--- Provided text ---

06 Nov 2012, BioSpectrum Bureau , BioSpectrum
Singapore: Researchers have found 71 new human genes associated with Crohn's disease and ulcerative colitis, two chronic inflammatory bowel diseases (IBD) that affect the small and large (colon) intestines of nearly 2.5 million people worldwide. This study brings the total number of known genes associated with IBD to 163.
The study was conducted by a consortium of researchers from the US, Canada, and Europe. It was funded in part by the National Institute of Diabetes and Digestive and Kidney Diseases (NIDDK) IBD Genetics Consortium at the National Institutes of Health in the US. The results were published in Nature.
The first phase of the genome-wide association studies involved combining 15 previously reported datasets of people with Crohn's disease, ulcerative colitis, and unaffected controls (people who did not have either disease). This analysis covered common genetic variants throughout the genome.
Researchers then analyzed the DNA samples using the Immunochip, which is a new technique to validate and confirm genes associated with diseases. This analysis provided more complete coverage of variants in genes functioning in the immune system, and associated with other immune disorders. The analysis scanned DNA samples of people from 15 countries who had been recruited from 11 research centers. A total of 60,828 samples were genotyped from 20,076 people with Crohn's disease, 15,307 people with ulcerative colitis, and 25,445 people who did not have either disease.

---

### [Your objective]
According to the article on inflammatory bowel disease genes, what is the total number of known genes associated with IBD after this study?

--- Data extracts ---

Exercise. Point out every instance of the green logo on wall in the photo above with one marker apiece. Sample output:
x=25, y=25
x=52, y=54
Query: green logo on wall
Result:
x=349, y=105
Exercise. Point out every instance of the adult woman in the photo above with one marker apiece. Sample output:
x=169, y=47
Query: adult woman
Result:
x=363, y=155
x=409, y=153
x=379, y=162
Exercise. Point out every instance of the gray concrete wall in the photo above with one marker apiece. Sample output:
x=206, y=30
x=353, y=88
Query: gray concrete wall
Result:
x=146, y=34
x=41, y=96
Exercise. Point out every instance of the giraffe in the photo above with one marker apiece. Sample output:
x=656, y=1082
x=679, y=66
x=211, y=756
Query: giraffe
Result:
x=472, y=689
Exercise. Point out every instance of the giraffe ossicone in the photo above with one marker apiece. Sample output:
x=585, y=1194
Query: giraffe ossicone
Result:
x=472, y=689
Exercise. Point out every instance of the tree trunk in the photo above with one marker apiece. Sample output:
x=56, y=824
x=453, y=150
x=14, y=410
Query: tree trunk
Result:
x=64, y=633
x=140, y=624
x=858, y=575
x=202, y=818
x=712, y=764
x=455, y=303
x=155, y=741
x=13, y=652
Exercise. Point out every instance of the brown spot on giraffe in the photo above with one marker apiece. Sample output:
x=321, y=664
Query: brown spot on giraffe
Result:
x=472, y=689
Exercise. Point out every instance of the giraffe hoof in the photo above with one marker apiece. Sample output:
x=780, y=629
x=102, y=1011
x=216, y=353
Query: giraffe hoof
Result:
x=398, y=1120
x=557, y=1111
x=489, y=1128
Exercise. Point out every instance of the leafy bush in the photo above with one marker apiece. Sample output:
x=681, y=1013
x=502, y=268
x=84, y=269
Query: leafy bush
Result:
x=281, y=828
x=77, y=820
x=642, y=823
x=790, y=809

---

### [Result of this exercise]
163